Every entry that follows should be reproduced exactly.
• • •
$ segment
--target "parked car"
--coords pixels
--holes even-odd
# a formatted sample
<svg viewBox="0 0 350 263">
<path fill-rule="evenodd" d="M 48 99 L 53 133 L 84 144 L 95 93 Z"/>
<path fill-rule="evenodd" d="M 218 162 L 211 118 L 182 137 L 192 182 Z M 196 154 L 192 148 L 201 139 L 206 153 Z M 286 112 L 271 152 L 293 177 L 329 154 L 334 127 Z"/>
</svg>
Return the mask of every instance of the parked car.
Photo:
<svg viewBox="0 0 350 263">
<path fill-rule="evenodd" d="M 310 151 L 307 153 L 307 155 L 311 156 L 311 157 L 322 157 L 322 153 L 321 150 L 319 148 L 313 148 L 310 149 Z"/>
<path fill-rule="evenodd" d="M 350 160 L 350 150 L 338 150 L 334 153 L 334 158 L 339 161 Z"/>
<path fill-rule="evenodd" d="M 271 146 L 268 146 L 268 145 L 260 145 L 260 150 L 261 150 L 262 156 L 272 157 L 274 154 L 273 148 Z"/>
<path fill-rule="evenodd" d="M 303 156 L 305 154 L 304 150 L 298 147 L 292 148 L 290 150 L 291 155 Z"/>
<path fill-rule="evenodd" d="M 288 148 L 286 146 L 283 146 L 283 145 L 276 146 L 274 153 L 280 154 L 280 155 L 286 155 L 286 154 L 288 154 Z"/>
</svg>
• • •
**SOLUTION:**
$ segment
--target "parked car"
--coords pixels
--holes even-odd
# a formatted sample
<svg viewBox="0 0 350 263">
<path fill-rule="evenodd" d="M 48 99 L 53 133 L 84 144 L 95 93 Z"/>
<path fill-rule="evenodd" d="M 218 162 L 211 118 L 182 137 L 192 182 Z M 196 154 L 192 148 L 201 139 L 206 153 Z M 286 112 L 271 152 L 293 177 L 329 154 L 334 127 Z"/>
</svg>
Return the mask of every instance of the parked car.
Photo:
<svg viewBox="0 0 350 263">
<path fill-rule="evenodd" d="M 310 151 L 307 153 L 307 155 L 311 156 L 311 157 L 322 157 L 322 153 L 321 150 L 319 148 L 313 148 L 310 149 Z"/>
<path fill-rule="evenodd" d="M 350 160 L 350 150 L 338 150 L 334 153 L 334 158 L 339 161 Z"/>
<path fill-rule="evenodd" d="M 271 146 L 268 146 L 268 145 L 260 145 L 260 150 L 261 150 L 262 156 L 272 157 L 274 154 L 273 148 Z"/>
<path fill-rule="evenodd" d="M 303 156 L 305 154 L 304 150 L 298 147 L 292 148 L 290 150 L 291 155 Z"/>
<path fill-rule="evenodd" d="M 288 148 L 286 146 L 283 146 L 283 145 L 276 146 L 274 153 L 280 154 L 280 155 L 286 155 L 286 154 L 288 154 Z"/>
</svg>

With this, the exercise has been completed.